## [Records provided]
** start **

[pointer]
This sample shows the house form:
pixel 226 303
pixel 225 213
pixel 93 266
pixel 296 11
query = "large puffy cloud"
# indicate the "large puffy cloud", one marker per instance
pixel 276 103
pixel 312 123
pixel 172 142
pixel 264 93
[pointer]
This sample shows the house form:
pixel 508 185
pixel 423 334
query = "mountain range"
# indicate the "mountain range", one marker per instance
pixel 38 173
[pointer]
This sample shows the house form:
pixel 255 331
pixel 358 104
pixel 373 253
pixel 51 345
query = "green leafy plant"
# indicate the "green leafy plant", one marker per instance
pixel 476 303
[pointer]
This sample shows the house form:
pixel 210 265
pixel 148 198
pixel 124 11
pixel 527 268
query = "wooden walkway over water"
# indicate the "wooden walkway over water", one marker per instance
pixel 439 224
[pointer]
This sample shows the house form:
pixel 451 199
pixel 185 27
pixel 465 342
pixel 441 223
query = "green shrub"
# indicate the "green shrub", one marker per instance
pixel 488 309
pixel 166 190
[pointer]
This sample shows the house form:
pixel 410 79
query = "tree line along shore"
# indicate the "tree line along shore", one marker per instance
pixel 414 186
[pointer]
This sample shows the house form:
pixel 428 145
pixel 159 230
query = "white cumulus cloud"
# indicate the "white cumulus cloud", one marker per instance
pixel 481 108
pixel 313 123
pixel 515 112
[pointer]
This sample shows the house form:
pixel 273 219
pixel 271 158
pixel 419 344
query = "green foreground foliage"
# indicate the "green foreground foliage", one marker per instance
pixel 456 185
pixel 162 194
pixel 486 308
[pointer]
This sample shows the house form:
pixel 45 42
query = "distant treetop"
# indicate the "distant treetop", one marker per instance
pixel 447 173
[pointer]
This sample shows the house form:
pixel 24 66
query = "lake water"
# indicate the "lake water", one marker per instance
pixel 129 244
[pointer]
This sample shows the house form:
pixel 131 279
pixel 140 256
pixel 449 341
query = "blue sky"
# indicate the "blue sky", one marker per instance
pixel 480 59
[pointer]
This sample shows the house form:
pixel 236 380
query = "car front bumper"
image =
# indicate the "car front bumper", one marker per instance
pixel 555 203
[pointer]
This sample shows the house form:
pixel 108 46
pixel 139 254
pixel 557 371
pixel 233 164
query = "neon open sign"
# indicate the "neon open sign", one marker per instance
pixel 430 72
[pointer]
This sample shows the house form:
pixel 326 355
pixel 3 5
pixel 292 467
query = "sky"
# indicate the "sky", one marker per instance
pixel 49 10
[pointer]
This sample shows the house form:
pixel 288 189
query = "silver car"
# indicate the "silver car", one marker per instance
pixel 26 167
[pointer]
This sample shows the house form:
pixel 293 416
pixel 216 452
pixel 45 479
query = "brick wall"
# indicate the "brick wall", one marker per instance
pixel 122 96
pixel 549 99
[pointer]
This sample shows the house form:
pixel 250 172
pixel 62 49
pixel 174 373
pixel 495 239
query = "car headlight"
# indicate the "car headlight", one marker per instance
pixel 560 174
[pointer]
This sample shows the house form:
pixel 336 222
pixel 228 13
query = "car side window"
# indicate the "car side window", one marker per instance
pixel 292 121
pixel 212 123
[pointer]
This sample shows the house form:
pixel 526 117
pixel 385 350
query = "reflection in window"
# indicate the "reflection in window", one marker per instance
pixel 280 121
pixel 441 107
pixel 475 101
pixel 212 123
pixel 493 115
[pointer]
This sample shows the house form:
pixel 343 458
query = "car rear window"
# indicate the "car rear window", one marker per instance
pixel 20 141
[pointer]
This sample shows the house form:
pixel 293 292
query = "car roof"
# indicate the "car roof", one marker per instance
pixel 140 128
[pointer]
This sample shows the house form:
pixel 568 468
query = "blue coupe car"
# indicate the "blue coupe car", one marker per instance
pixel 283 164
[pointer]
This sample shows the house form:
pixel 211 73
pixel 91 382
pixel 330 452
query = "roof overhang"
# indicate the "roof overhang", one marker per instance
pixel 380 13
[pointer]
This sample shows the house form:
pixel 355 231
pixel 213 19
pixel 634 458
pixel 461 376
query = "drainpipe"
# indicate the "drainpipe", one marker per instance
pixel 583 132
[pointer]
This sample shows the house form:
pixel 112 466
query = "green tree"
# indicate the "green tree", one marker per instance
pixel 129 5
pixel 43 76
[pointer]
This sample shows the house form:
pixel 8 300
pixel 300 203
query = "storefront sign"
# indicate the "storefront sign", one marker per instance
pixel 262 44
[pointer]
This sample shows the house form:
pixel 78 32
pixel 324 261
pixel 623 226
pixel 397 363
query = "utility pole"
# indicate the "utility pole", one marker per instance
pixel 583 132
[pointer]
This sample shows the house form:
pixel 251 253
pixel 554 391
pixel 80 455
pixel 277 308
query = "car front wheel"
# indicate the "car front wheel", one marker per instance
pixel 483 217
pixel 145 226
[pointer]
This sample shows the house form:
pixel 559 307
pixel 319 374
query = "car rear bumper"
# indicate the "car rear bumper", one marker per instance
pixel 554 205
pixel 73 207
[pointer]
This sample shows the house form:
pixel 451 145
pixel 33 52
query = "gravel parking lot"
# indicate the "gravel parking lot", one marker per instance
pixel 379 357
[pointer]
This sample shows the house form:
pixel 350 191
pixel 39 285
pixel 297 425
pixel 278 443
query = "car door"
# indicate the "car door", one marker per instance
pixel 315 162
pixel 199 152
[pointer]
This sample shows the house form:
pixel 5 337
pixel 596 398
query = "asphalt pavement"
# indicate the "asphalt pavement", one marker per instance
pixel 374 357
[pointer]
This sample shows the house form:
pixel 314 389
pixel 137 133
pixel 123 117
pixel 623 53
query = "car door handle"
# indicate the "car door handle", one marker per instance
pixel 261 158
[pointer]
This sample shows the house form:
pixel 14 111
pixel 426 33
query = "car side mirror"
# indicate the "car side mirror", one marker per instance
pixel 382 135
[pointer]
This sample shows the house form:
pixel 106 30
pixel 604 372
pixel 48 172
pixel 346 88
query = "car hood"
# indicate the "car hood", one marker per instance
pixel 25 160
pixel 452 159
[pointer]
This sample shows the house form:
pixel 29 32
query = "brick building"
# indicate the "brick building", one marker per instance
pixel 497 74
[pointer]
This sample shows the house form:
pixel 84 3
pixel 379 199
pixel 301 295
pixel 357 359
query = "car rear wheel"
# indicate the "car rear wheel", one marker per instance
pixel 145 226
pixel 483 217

** end **

## [Work instructions]
Go through the entries and repeat each one exactly.

## [Task output]
[pointer]
This sample shows the house form:
pixel 226 303
pixel 225 213
pixel 93 266
pixel 296 11
query = "large puffy cloud"
# indicate the "large puffy cloud", one marker per instance
pixel 276 103
pixel 312 123
pixel 172 142
pixel 264 93
[pointer]
This sample shows the house form:
pixel 508 185
pixel 423 334
query = "mountain range"
# indicate the "mountain range", one marker per instance
pixel 38 173
[pointer]
This sample shows the house form:
pixel 255 331
pixel 358 104
pixel 373 253
pixel 51 345
query = "green leafy plant"
# indicate the "green leafy plant", one marker per instance
pixel 476 303
[pointer]
This sample shows the house form:
pixel 210 265
pixel 148 198
pixel 124 11
pixel 527 268
query = "wooden walkway over water"
# indicate the "wooden walkway over water", one marker per instance
pixel 439 224
[pointer]
This sample shows the house form:
pixel 451 199
pixel 185 27
pixel 465 342
pixel 441 223
query = "green shrub"
# indicate the "green shrub", one marker per instance
pixel 488 309
pixel 166 190
[pointer]
This sample shows the house form:
pixel 410 79
query = "tree line along shore"
# indicate the "tree line along shore", one marker per instance
pixel 414 186
[pointer]
This sample shows the house form:
pixel 428 145
pixel 159 230
query = "white cumulus cloud"
# indicate the "white cumulus cloud", one marker per instance
pixel 481 108
pixel 313 123
pixel 515 112
[pointer]
This sample shows the house form:
pixel 273 219
pixel 271 158
pixel 419 344
query = "green foreground foliage"
# indicate the "green foreground foliage", one marker per instance
pixel 456 185
pixel 162 194
pixel 486 308
[pointer]
This sample shows the house form:
pixel 45 42
query = "distant treetop"
# indicate the "distant treetop", one marker per instance
pixel 447 173
[pointer]
This sample shows the house form:
pixel 24 66
query = "lake water"
# indicate the "lake water", one marker per instance
pixel 129 244
[pointer]
This sample shows the house form:
pixel 131 279
pixel 140 256
pixel 449 341
query = "blue sky"
# indicate the "blue sky", one marker per instance
pixel 480 59
[pointer]
This sample shows the house form:
pixel 236 380
query = "car front bumper"
image =
# indicate the "car front bumper", one marker per instance
pixel 555 203
[pointer]
This sample shows the house form:
pixel 108 46
pixel 139 254
pixel 557 371
pixel 233 164
query = "neon open sign"
# indicate the "neon open sign", one marker per instance
pixel 430 72
[pointer]
This sample shows the house form:
pixel 326 355
pixel 3 5
pixel 292 467
query = "sky"
# indicate the "sky", one marker per instance
pixel 49 10
[pointer]
This sample shows the house form:
pixel 288 189
query = "silver car"
# indicate the "silver car", one marker per instance
pixel 26 167
[pointer]
This sample shows the house form:
pixel 293 416
pixel 216 452
pixel 45 479
query = "brick wall"
# indicate the "brick wall", one marker per instance
pixel 122 96
pixel 549 99
[pointer]
This sample shows the house form:
pixel 250 172
pixel 62 49
pixel 174 373
pixel 495 239
query = "car headlight"
# indicate the "car headlight", one marker per instance
pixel 560 174
[pointer]
This sample shows the house form:
pixel 336 222
pixel 228 13
query = "car side window"
# indicate the "car side window", one marker per instance
pixel 292 121
pixel 212 123
[pointer]
This sample shows the house form:
pixel 526 117
pixel 385 350
query = "reflection in window"
# indicate the "reflection in window", one marker per instance
pixel 280 121
pixel 441 107
pixel 475 101
pixel 212 123
pixel 493 115
[pointer]
This sample shows the house form:
pixel 343 458
query = "car rear window"
# indicate the "car rear window", one marker per instance
pixel 20 141
[pointer]
This sample shows the house form:
pixel 293 292
query = "car roof"
# indicate the "car roof", one marker per instance
pixel 140 128
[pointer]
This sample shows the house form:
pixel 568 468
query = "blue coupe car"
# indicate the "blue coupe car", one marker per instance
pixel 283 164
[pointer]
This sample shows the house form:
pixel 211 73
pixel 91 382
pixel 330 452
query = "roof overhang"
# indicate the "roof overhang", one marker per instance
pixel 380 13
[pointer]
This sample shows the house form:
pixel 355 231
pixel 213 19
pixel 634 458
pixel 461 376
query = "drainpipe"
# indicate the "drainpipe", one marker per instance
pixel 583 132
[pointer]
This sample shows the house form:
pixel 112 466
query = "green tree"
# indicate the "green tree", one marker per instance
pixel 129 5
pixel 43 76
[pointer]
This sample shows the house form:
pixel 8 300
pixel 300 203
query = "storefront sign"
# indicate the "storefront sign", one marker per instance
pixel 262 44
[pointer]
This sample shows the house form:
pixel 78 32
pixel 324 261
pixel 623 226
pixel 397 363
query = "utility pole"
# indicate the "utility pole", one marker per instance
pixel 583 132
[pointer]
This sample shows the house form:
pixel 251 253
pixel 554 391
pixel 80 455
pixel 277 308
query = "car front wheel"
# indicate the "car front wheel", one marker per instance
pixel 483 217
pixel 145 226
[pointer]
This sample shows the house form:
pixel 559 307
pixel 319 374
query = "car rear bumper"
# indicate the "car rear bumper", one marker per instance
pixel 554 205
pixel 73 207
[pointer]
This sample shows the house form:
pixel 451 145
pixel 33 52
query = "gravel parking lot"
# indicate the "gravel parking lot", one marker per instance
pixel 379 357
[pointer]
This sample shows the house form:
pixel 350 191
pixel 39 285
pixel 297 425
pixel 278 443
query = "car door"
# indicate the "car door", one marker per instance
pixel 315 162
pixel 199 152
[pointer]
This sample shows the house form:
pixel 5 337
pixel 596 398
query = "asphalt pavement"
# indicate the "asphalt pavement", one marker per instance
pixel 374 357
[pointer]
This sample shows the house form:
pixel 314 389
pixel 137 133
pixel 123 117
pixel 623 53
query = "car door handle"
# indicate the "car door handle", one marker per instance
pixel 261 158
[pointer]
This sample shows the house form:
pixel 14 111
pixel 426 33
query = "car side mirror"
# indicate the "car side mirror", one marker per instance
pixel 382 135
[pointer]
This sample shows the house form:
pixel 106 30
pixel 604 372
pixel 48 172
pixel 346 88
query = "car hood"
# indicate the "car hood", one marker per instance
pixel 25 160
pixel 452 159
[pointer]
This sample shows the house form:
pixel 29 32
query = "brick building"
# indicate the "brick building", one marker per instance
pixel 497 74
[pointer]
This sample shows the house form:
pixel 84 3
pixel 379 199
pixel 301 295
pixel 357 359
query = "car rear wheel"
# indicate the "car rear wheel", one marker per instance
pixel 145 226
pixel 483 217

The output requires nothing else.